* **GIVEN TASK**
Copy all of the entries below verbatim, leaving out the pictures.

[BEGIN]

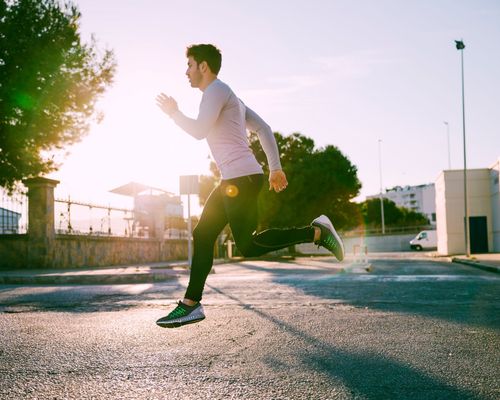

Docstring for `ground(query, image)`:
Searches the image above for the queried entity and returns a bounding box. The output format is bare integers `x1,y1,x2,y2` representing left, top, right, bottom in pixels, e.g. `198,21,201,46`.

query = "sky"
47,0,500,212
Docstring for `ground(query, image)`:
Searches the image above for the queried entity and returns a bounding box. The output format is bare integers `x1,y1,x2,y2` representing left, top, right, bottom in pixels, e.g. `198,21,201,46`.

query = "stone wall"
0,178,188,269
0,235,29,269
52,235,187,268
0,235,187,269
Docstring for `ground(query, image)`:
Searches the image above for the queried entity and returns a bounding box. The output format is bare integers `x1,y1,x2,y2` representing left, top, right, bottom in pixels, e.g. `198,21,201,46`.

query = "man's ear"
199,61,209,73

[END]

* **EXPECTED ANSWER**
Docstring for `ground(query, image)`:
Searches the image above for the queried entity and returns a bounding box. The output format is bare integers `x1,y1,x2,y2` representing left, top, right, bottom in pixels, e.g. `198,21,201,46`.

query = "sky"
47,0,500,212
Docstring for `ground(query, image)`:
Searches the image above for the queried entity and returns a bounding box. The output format is bare integers `x1,y1,x2,y2` representing left, top, right, bottom in pixels, e.g. `198,21,201,46`.

query = "stone wall"
0,178,188,269
0,235,29,269
52,235,187,268
0,235,187,269
Docstring for `ground(query, image)`:
Searches the image above for the queried entity and returns a bounding box. The output format is bare integers `x1,y1,x2,y2` representing left, top, right, bottom in pixels, e.g. `198,21,201,46`.

query = "man's ear"
199,61,209,73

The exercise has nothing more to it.